----- Extracted records
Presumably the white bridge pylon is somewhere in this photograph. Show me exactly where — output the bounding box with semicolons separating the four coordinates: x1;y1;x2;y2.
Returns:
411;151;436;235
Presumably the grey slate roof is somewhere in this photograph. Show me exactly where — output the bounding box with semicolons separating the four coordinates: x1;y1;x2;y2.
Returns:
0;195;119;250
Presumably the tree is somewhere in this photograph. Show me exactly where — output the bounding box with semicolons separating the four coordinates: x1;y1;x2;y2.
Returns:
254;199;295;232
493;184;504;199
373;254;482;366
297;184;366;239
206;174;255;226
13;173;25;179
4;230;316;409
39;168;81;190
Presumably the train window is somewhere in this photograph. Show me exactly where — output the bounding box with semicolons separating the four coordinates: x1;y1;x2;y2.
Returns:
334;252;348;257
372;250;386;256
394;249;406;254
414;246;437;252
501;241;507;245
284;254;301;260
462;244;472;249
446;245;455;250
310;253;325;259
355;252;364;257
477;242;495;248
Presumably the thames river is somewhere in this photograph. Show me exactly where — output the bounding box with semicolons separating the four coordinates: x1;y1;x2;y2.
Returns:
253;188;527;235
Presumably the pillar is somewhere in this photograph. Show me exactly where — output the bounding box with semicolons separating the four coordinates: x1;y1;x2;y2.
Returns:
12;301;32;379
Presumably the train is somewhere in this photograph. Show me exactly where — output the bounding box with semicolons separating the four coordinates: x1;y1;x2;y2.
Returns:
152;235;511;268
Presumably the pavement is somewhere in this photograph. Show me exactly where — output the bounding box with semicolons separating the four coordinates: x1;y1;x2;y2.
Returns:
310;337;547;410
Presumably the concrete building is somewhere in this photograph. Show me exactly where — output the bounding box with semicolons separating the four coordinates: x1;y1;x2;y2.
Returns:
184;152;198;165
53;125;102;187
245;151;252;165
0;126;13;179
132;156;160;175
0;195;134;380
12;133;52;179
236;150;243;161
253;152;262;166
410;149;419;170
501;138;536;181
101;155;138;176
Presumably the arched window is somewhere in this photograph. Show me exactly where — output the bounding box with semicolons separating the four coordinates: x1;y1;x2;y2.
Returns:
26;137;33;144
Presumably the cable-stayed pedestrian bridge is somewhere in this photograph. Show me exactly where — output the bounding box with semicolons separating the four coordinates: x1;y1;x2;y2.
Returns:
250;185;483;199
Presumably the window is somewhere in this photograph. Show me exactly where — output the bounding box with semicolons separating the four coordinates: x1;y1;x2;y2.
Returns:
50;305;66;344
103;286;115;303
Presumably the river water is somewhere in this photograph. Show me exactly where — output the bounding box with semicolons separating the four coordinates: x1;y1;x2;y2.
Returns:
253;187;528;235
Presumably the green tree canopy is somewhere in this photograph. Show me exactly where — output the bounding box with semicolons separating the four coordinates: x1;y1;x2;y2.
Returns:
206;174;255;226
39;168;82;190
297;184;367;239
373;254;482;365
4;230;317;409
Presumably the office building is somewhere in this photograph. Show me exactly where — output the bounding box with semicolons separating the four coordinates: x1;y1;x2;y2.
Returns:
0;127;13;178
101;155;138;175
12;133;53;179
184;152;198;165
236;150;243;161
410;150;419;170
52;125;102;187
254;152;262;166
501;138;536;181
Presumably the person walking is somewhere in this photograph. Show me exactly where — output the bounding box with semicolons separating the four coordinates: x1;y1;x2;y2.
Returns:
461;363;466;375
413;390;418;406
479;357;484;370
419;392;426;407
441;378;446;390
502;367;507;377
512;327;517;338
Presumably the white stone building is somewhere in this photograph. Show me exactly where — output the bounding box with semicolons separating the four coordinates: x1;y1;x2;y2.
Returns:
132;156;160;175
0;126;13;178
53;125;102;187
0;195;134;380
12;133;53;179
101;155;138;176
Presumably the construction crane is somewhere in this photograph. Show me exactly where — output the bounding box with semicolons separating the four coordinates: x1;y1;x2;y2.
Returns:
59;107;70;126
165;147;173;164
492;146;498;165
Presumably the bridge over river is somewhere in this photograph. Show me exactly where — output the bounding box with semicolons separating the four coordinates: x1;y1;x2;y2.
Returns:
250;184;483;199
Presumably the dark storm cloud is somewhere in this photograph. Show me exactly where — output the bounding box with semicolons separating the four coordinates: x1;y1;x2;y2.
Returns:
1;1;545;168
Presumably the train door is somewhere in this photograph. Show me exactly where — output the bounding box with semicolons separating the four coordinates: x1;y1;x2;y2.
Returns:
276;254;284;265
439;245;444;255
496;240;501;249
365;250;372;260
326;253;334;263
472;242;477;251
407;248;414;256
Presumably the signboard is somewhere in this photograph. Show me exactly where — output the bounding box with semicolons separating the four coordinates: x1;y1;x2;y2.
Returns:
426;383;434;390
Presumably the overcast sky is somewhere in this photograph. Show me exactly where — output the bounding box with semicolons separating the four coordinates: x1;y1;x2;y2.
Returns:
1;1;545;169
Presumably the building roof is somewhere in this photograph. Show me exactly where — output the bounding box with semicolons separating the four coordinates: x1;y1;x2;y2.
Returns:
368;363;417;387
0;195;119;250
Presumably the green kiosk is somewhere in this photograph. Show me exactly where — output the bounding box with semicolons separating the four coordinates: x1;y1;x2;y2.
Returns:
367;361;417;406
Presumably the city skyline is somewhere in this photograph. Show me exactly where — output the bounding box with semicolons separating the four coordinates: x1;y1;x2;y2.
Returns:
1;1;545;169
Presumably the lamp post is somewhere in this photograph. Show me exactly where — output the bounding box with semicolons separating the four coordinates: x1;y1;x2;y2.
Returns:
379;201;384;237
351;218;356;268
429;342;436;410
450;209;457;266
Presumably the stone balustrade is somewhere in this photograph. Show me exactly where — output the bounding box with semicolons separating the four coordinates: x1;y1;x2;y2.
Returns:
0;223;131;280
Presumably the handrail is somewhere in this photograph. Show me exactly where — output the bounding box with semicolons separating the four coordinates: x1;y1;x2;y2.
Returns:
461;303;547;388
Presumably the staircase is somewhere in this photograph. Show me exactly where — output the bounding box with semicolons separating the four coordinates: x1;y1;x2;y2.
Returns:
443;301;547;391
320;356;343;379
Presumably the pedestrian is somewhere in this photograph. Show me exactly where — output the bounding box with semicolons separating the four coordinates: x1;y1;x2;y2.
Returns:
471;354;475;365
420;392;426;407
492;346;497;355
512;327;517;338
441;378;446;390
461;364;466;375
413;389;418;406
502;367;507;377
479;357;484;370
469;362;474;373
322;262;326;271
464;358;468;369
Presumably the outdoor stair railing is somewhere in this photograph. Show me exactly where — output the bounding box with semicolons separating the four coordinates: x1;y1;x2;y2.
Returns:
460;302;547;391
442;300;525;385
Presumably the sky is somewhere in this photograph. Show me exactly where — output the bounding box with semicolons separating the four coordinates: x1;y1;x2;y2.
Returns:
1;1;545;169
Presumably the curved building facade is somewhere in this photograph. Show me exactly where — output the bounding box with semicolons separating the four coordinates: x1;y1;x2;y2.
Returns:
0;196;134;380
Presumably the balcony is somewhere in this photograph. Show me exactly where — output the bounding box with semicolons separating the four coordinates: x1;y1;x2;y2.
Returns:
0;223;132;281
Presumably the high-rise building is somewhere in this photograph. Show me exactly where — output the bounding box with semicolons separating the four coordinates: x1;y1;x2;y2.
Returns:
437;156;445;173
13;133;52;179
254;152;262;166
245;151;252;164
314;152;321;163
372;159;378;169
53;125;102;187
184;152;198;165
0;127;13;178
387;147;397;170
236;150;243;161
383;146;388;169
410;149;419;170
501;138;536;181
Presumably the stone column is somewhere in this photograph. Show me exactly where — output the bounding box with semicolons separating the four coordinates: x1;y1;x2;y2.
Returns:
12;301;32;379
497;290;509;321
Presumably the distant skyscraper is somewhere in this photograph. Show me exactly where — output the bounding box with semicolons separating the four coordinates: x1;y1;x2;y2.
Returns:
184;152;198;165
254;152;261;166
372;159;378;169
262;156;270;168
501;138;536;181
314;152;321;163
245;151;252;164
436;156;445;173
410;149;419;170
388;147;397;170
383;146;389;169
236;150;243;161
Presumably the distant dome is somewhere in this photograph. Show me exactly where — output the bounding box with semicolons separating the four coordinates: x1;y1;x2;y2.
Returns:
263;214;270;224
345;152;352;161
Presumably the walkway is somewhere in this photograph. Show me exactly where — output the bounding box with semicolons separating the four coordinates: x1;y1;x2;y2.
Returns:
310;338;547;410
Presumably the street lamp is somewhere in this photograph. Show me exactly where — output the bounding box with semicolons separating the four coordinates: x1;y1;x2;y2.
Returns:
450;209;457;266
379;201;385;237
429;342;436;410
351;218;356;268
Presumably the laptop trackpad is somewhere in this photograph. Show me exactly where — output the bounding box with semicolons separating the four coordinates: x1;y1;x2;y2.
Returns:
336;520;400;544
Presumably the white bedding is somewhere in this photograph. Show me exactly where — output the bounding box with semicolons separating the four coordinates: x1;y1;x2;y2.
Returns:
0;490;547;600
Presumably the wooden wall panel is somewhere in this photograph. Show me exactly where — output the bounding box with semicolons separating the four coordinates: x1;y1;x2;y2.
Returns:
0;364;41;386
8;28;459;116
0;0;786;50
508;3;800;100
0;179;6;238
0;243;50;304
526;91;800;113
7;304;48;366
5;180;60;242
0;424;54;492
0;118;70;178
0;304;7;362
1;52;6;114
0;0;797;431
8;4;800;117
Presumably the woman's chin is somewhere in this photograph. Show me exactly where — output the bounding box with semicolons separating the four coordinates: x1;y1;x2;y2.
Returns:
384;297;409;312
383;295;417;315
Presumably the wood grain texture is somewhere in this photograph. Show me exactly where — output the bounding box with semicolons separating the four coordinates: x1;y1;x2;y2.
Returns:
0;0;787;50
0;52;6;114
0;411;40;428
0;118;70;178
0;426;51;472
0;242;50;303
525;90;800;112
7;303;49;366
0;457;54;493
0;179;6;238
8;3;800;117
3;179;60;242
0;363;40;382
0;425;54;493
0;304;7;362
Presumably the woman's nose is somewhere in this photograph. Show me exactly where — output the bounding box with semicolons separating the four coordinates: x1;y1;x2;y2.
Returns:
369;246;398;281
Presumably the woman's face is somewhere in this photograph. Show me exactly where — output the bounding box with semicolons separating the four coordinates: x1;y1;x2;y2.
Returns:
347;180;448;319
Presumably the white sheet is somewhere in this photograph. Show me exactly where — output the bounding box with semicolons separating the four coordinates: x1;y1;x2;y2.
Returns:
----------
Description of the task
Search the records above for "roof". Copy each line where it is found.

Exercise solution
Presumably the grey slate roof is somewhere in this photograph. Show me exactly where — output the bounding box with semicolons separating the four coordinates: x1;y1;x2;y2.
Presumably the building roof is somewhere in this photograph. Show me exactly where — output the bounding box with semicolons separating the four coordinates: x1;y1;x2;y2.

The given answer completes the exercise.